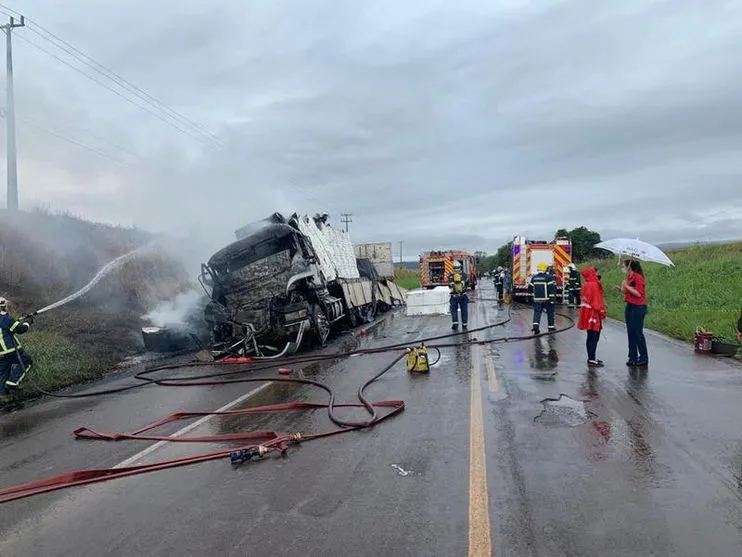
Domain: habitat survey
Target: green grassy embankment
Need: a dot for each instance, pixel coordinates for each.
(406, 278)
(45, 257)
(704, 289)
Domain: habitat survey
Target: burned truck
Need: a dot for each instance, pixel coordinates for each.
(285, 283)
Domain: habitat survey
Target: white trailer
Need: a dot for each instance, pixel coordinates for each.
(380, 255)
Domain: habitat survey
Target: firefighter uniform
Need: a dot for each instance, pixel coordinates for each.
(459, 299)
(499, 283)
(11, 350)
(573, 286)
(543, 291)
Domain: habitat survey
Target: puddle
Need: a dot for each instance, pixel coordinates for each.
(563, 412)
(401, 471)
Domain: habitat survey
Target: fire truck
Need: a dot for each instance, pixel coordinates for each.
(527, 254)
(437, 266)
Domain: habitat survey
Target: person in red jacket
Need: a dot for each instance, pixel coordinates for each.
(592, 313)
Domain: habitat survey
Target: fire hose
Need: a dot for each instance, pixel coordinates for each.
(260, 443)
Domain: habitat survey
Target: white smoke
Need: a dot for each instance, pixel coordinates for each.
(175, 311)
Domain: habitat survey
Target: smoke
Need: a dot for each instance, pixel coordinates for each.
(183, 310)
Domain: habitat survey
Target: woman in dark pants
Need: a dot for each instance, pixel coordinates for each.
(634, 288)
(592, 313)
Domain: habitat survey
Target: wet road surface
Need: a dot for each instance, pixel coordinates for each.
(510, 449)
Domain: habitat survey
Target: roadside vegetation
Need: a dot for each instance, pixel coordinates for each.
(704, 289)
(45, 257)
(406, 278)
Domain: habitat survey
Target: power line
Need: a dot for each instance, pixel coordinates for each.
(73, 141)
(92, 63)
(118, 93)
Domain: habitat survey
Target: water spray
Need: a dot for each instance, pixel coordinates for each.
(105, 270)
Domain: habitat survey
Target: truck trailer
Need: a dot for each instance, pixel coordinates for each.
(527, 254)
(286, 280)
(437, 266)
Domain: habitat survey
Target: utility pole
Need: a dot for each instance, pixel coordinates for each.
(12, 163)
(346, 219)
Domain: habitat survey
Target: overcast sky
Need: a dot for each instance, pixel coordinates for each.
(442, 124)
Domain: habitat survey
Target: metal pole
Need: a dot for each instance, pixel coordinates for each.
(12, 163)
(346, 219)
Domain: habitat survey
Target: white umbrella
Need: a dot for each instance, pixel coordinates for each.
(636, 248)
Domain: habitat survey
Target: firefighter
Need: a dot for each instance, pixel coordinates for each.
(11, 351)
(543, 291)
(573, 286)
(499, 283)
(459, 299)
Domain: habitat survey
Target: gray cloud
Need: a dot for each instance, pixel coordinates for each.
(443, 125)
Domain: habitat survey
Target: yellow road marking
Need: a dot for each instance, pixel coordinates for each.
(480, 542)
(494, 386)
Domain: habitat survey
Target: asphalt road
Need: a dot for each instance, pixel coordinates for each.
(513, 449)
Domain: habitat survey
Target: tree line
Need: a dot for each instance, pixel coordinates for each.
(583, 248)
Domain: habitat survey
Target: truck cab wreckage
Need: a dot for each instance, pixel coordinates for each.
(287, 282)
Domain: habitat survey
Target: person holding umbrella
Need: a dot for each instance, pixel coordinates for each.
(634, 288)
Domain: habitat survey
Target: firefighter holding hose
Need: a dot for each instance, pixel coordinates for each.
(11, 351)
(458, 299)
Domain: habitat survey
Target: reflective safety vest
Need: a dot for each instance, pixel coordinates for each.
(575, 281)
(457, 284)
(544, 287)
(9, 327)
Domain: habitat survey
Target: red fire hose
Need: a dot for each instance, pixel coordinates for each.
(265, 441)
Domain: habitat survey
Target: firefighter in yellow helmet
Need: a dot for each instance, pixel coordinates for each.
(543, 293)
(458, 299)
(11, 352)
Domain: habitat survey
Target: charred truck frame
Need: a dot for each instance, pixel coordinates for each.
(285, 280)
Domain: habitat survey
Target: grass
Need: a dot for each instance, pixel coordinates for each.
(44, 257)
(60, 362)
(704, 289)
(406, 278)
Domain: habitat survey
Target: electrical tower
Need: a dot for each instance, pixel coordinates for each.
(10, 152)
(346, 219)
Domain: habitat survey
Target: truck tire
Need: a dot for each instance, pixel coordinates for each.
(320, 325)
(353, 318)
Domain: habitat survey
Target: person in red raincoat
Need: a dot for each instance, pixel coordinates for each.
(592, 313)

_ _ _ _

■ Instructions to follow
Without including any pictures, print all of the material exactly as given.

■ Written solution
Domain: habitat survey
Target: green grassy embankment
Need: a dot for each instance, pixel coordinates for each.
(406, 278)
(45, 257)
(704, 289)
Domain: habitat survey
Target: burned truck
Need: a dot for each instance, pixel coordinates for each.
(285, 283)
Domain: habitat survey
Target: white trailer
Need: a dot for each instance, pixel coordinates for each.
(380, 255)
Domain: habitat survey
Target: firefighter uniform
Need: a dot for each instance, pixel coordinates for each.
(459, 299)
(499, 283)
(11, 350)
(573, 286)
(543, 291)
Domain: habitat survey
Target: puddle
Need: a dot for each instance, pixel coordinates for each.
(563, 412)
(401, 471)
Domain: habitat survey
Target: fire truck
Need: a dot for each instance, pixel coordinates for each.
(527, 254)
(437, 266)
Domain: habitat survey
Target: person in red jacket
Need: a dot for each instance, pixel coordinates for each.
(592, 313)
Domain: habitat survey
Target: fire hose
Need: a dot for each instance, pixel coordinates for each.
(260, 443)
Domain: habitat survey
Target: white smoke
Need: a dot for each instance, pixel coordinates for each.
(175, 311)
Domain: habitat survey
Target: smoke
Need: a dot for each instance, pixel coordinates for each.
(183, 310)
Domain: habitat survey
Target: woman in dark pants
Need: a dot for each instance, pixel coordinates for each.
(634, 288)
(592, 313)
Domain: habitat survey
Target: wet road surface
Need: a dot for each instance, pixel coordinates for each.
(510, 449)
Domain: habitat survey
Target: roadside vegetation
Need: a dot for each instance, pixel coordinates for each.
(704, 289)
(45, 257)
(406, 278)
Domain: habitat survey
Target: power line
Need: a dot for each instance, pixel coordinates for each.
(73, 141)
(92, 63)
(118, 93)
Domain: habitat survey
Target: water spray
Need: a dot for each instance, pixel coordinates for each.
(105, 270)
Domain: habitat survey
Target: truck trailer
Need: a dot for each instance, pixel coordinates for each.
(527, 254)
(286, 280)
(437, 266)
Domain: habitat survey
Target: utility pole
Need: a dot for each instance, pixel coordinates for each.
(12, 163)
(346, 219)
Domain: habitat survey
Target: overcast sky
Need: a dot for each instance, pixel coordinates for each.
(442, 124)
Domain: habitat survey
Target: metal pole
Need: a dot for each instance, pixel coordinates for each.
(12, 163)
(346, 219)
Domain: habitat survey
Target: white umbrella
Need: a dot for each instance, pixel coordinates for each.
(636, 248)
Domain: habitat survey
Target: firefighter
Need: a dot for each instance, pixel coordinates for each.
(11, 351)
(543, 291)
(573, 286)
(499, 283)
(459, 299)
Domain: habitat survey
Target: gray cloud
Need: a dot for each instance, pixel coordinates for each.
(443, 125)
Domain: habitat survey
Target: yellow road marking
Need: a dot for each instance, pixel coordinates for each.
(480, 542)
(494, 386)
Domain: habitat survey
Target: asphalt road
Need: a dot for each instance, pixel coordinates for each.
(513, 449)
Domain: habitat survey
Target: tree line
Need: a dot for each instance, pixel coordinates for each.
(583, 248)
Domain: habitat survey
Target: truck cab wreckage
Need: a dot for each instance, pixel coordinates for each.
(287, 282)
Domain: habitat survey
Target: person holding umbrella
Need: a dot for each instance, pixel coordinates for each.
(634, 288)
Domain: habitat survey
Target: firefighter holding hose
Need: a dot for each instance, pixel coordinates for each.
(11, 351)
(458, 299)
Domain: habitat survey
Target: reflective safety vest
Need: a dot for each instance, pixel coordinates for each.
(575, 281)
(457, 284)
(544, 287)
(9, 327)
Domain: habitat survey
Target: red fire hose
Need: a dot for each instance, pixel coordinates for each.
(265, 441)
Domain: habitat survey
Target: firefighter in yellow helmet
Need: a dot for each instance, pixel coordinates for each.
(543, 293)
(458, 299)
(11, 352)
Domain: habitat survey
Target: charred truck frame
Need: a dot for each instance, pixel coordinates for each.
(285, 280)
Domain: habitat survey
Target: grass
Need: a dot for each instance, pixel coordinates for each.
(44, 257)
(60, 362)
(704, 289)
(406, 278)
Domain: habitat survey
Target: electrical tower
Need: a dot for each instance, pixel coordinates for each.
(10, 152)
(346, 219)
Domain: habitat survey
Target: truck tire
Need: a dot for each instance, pixel coordinates for each.
(320, 325)
(353, 318)
Domain: habitat survey
Target: person in red raincoat
Need: a dot for each instance, pixel coordinates for each.
(592, 313)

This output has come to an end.